Restate the whole listing exactly.

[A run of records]

--- START ---

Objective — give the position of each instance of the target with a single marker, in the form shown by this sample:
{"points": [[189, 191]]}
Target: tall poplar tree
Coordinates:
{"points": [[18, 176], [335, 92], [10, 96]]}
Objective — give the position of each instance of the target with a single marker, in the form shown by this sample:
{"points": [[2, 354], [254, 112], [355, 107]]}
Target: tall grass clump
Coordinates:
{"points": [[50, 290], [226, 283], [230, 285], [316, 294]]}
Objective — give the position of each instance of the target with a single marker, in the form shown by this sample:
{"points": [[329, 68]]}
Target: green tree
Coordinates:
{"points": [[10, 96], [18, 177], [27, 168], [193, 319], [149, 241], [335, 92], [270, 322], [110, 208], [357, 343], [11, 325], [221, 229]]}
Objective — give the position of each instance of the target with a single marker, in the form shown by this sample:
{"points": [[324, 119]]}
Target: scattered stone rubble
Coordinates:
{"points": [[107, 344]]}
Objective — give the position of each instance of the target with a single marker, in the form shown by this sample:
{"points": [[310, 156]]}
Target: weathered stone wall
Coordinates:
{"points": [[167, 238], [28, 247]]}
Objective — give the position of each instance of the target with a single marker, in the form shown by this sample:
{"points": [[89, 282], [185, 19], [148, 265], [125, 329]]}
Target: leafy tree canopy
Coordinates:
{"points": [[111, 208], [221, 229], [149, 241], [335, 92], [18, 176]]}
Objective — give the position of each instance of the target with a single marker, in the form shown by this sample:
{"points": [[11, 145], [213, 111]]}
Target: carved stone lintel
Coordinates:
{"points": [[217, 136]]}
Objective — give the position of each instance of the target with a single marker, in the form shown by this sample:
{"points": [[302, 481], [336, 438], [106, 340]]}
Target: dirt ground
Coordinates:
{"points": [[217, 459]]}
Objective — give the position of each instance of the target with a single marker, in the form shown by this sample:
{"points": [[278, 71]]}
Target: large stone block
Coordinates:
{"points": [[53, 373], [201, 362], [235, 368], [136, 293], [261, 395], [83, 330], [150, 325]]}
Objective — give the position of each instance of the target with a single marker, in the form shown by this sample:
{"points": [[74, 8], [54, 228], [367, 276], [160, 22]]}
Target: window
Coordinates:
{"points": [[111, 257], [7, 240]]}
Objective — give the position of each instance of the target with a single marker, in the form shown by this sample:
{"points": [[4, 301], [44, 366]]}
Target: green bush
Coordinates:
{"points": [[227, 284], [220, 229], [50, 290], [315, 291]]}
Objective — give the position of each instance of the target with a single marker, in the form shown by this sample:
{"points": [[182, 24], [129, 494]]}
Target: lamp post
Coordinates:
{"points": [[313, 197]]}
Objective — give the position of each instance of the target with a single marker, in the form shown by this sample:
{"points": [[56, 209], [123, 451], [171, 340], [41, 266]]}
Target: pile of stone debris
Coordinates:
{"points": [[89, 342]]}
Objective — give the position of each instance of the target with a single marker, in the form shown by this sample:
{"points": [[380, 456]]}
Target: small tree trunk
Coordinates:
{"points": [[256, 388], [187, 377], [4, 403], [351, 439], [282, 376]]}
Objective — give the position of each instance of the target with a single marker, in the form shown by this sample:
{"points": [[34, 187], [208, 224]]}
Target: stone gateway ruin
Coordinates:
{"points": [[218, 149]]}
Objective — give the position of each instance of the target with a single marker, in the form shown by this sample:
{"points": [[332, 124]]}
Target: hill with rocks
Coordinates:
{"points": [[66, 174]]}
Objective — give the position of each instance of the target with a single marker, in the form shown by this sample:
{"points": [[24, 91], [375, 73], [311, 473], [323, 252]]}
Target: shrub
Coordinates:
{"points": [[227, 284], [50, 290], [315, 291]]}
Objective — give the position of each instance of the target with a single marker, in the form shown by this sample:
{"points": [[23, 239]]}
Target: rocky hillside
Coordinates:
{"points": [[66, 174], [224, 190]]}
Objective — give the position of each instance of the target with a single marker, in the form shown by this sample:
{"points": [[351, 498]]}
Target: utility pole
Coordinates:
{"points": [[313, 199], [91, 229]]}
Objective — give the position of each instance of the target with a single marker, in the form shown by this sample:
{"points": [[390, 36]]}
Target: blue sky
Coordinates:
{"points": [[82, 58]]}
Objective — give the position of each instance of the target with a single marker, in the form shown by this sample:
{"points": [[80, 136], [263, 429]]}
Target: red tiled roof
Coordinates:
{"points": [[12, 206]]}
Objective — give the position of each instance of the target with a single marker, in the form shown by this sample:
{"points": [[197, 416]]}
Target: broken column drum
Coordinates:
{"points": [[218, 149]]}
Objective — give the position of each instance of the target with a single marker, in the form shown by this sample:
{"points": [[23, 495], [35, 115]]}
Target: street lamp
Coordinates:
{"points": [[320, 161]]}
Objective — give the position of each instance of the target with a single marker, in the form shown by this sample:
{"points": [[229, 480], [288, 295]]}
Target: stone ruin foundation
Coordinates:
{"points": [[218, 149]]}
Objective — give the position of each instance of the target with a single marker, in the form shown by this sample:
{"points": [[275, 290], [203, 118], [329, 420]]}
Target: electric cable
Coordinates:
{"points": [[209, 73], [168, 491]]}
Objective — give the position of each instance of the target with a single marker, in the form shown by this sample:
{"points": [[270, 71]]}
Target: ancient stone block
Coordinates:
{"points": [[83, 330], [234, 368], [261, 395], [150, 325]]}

--- END ---

- Final answer:
Objective — give the position of each instance of the target with a single marker, in the form shown by this sample:
{"points": [[189, 191]]}
Target: tall poplar tree
Coordinates:
{"points": [[18, 176], [335, 92], [10, 96]]}
Objective — give the position of each instance of the target with a single marker, in the form shown by this sample:
{"points": [[2, 354], [254, 112], [355, 107]]}
Target: tall grass clump
Coordinates:
{"points": [[50, 290], [226, 283], [230, 285], [316, 294]]}
Objective — give the position of each instance of the target with a single marker, in the form shown by this sample:
{"points": [[329, 68]]}
Target: green tree
Coordinates:
{"points": [[10, 96], [18, 177], [27, 168], [193, 319], [149, 241], [335, 92], [270, 322], [110, 208], [357, 343], [11, 325], [221, 229]]}
Objective — give the position of each instance of the target with a single marker, in the form shown by this sample:
{"points": [[324, 119]]}
Target: scattered stone rubble
Coordinates:
{"points": [[107, 344]]}
Objective — give the position of each instance of the target with a single marker, in the form shown by this sample:
{"points": [[310, 156]]}
Target: weathered stone wall
Coordinates:
{"points": [[167, 238], [28, 247]]}
Objective — give the position of each instance of the target with a single marker, in the form shown by this sample:
{"points": [[89, 282], [185, 19], [148, 265], [125, 329]]}
Target: leafy tree canopy
Coordinates:
{"points": [[111, 208], [221, 229], [149, 241], [335, 92], [18, 176]]}
Objective — give the position of each instance of the target with a single marker, in the form shown by this sample:
{"points": [[11, 145], [213, 111]]}
Target: carved stone lintel
Coordinates:
{"points": [[217, 136]]}
Objective — give the position of each instance of the target with a single marker, in the form shown by this sample:
{"points": [[302, 481], [336, 438], [106, 340]]}
Target: dirt ground
Coordinates:
{"points": [[217, 459]]}
Objective — give the position of each instance of the target with a single marker, in the form shown by this sample:
{"points": [[278, 71]]}
Target: large stone block
Coordinates:
{"points": [[53, 373], [201, 362], [235, 368], [136, 293], [261, 395], [83, 330], [150, 325]]}
Objective — give the position of each instance of the target with a single marker, in the form shown by this sample:
{"points": [[74, 8], [54, 228], [367, 276], [160, 22]]}
Target: window
Coordinates:
{"points": [[111, 257], [7, 240]]}
Objective — give the position of each instance of the target with a single marker, in the form shown by this sample:
{"points": [[4, 301], [44, 366]]}
Target: green bush
Coordinates:
{"points": [[227, 284], [220, 229], [50, 290], [315, 291]]}
Objective — give the position of each instance of the target with a single marker, in the form shown by this sample:
{"points": [[182, 24], [129, 494]]}
Target: lamp post
Coordinates:
{"points": [[313, 197]]}
Objective — give the position of each instance of the target with a single marker, in the form shown by this sample:
{"points": [[56, 209], [123, 451], [171, 340], [41, 266]]}
Target: pile of stone debris
Coordinates:
{"points": [[89, 342]]}
Objective — give the position of each instance of the target with a single marker, in the form shown by this sample:
{"points": [[380, 456]]}
Target: small tree trunk
Coordinates:
{"points": [[256, 388], [187, 377], [4, 403], [351, 439], [282, 376]]}
Objective — give the position of each instance of the target with a single marker, in the form shown by this sample:
{"points": [[34, 187], [208, 224]]}
Target: stone gateway ruin
Coordinates:
{"points": [[218, 149]]}
Objective — give the position of each instance of the target with a single marker, in the form shown by this sample:
{"points": [[332, 124]]}
Target: hill with rocks
Coordinates:
{"points": [[66, 174]]}
Objective — give the position of each instance of the target with a single marker, in the form shown by this sample:
{"points": [[24, 91], [375, 73], [311, 473], [323, 252]]}
Target: shrub
Coordinates:
{"points": [[227, 284], [50, 290], [315, 291]]}
Objective — give the position of each instance of the target with a single marker, in the form shown by this sample:
{"points": [[23, 239]]}
Target: rocky hillside
Coordinates:
{"points": [[66, 174], [224, 190]]}
Objective — give the position of each instance of the target with a single marker, in the form shown by this sample:
{"points": [[351, 498]]}
Target: utility pole
Coordinates:
{"points": [[313, 199], [91, 229]]}
Objective — give the position of each instance of the target with a single marker, in the form shown by this sample:
{"points": [[390, 36]]}
Target: blue sky
Coordinates:
{"points": [[82, 58]]}
Objective — give the position of each instance of the target with a single marker, in the form shown by this sample:
{"points": [[80, 136], [263, 429]]}
Target: red tiled roof
Coordinates:
{"points": [[12, 206]]}
Objective — give the position of each instance of the target with a single marker, in the form shown by this sample:
{"points": [[197, 416]]}
Target: broken column drum
Coordinates:
{"points": [[218, 149]]}
Objective — give the position of each instance of the target with a single marker, in the form shown by this sample:
{"points": [[23, 495], [35, 115]]}
Target: street lamp
Coordinates:
{"points": [[320, 161]]}
Objective — give the position of each instance of the target with a single marker, in the form shown by this sample:
{"points": [[229, 480], [288, 295]]}
Target: stone ruin foundation
Coordinates:
{"points": [[218, 149]]}
Objective — give the position of each instance of the target with a single marker, in the form shown by this sample:
{"points": [[275, 290], [203, 118], [329, 420]]}
Target: electric cable
Coordinates:
{"points": [[209, 73], [168, 491]]}
Objective — give the position of each instance of the target with a single marker, in the form shown by this sample:
{"points": [[270, 71]]}
Target: ancient stone block
Coordinates:
{"points": [[83, 330], [234, 368], [261, 395], [150, 325]]}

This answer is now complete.